» **Objective**
Locate every line in the entries that contains the word "large", matching case exactly, and copy each of those lines.
## Begin Record excerpts
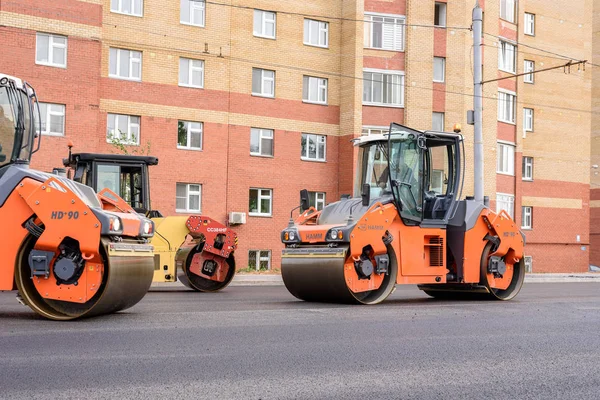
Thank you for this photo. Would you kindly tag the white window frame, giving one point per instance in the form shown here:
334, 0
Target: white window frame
321, 27
259, 258
527, 168
529, 25
192, 66
119, 7
190, 131
47, 117
507, 56
188, 193
528, 263
322, 84
260, 197
51, 46
266, 134
374, 130
130, 125
505, 158
261, 31
319, 139
506, 199
372, 82
135, 56
526, 217
433, 121
443, 7
507, 98
528, 119
264, 79
397, 30
507, 10
528, 66
437, 63
194, 5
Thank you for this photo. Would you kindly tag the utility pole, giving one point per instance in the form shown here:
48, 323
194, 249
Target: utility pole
478, 102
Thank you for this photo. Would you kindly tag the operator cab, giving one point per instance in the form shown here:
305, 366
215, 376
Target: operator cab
420, 172
18, 122
125, 175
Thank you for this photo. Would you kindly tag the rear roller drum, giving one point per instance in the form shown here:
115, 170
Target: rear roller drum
201, 283
125, 281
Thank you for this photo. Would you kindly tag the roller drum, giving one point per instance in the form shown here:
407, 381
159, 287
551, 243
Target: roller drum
127, 278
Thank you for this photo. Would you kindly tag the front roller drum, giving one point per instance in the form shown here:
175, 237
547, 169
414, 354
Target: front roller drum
204, 272
317, 275
126, 279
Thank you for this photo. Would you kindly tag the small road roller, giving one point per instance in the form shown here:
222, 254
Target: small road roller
66, 256
195, 249
406, 224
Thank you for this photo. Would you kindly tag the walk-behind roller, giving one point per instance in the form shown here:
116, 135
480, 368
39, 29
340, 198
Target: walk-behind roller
66, 256
406, 225
196, 250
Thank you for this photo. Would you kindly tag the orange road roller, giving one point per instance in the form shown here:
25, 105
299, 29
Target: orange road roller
66, 256
405, 225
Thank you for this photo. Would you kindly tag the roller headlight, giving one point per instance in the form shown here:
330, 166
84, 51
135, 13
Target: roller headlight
290, 236
115, 224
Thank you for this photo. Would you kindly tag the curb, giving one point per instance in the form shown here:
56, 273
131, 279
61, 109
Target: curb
276, 280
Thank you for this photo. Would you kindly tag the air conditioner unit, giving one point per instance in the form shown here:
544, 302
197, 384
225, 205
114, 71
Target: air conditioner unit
236, 218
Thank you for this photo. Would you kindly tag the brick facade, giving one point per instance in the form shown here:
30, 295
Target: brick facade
559, 192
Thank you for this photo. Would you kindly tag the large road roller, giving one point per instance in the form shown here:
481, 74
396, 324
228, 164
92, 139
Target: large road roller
66, 256
194, 249
406, 224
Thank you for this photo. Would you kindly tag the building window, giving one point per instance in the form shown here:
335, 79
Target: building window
506, 57
527, 168
263, 82
529, 66
437, 123
439, 69
51, 50
125, 64
314, 147
314, 90
528, 261
261, 201
526, 217
375, 130
259, 260
529, 24
381, 88
191, 72
192, 12
316, 33
384, 32
261, 142
506, 159
507, 10
52, 119
505, 202
528, 119
123, 129
316, 200
129, 7
506, 107
189, 135
188, 197
264, 24
439, 18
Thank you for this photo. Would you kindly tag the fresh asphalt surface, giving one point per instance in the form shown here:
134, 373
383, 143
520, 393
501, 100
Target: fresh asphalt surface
258, 342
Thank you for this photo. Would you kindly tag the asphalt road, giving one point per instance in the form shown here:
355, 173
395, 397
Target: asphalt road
260, 343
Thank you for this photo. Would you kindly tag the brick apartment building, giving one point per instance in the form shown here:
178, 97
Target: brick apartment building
246, 102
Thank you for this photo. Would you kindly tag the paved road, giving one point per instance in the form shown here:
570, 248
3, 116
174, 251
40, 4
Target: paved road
259, 343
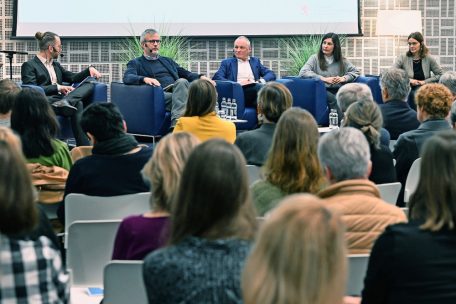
## End Record excerpts
» **Finished exercise**
Thank you for this photo. Would you kindly tag the large road roller, giving one point per instance in the form shown here:
Target: large road roller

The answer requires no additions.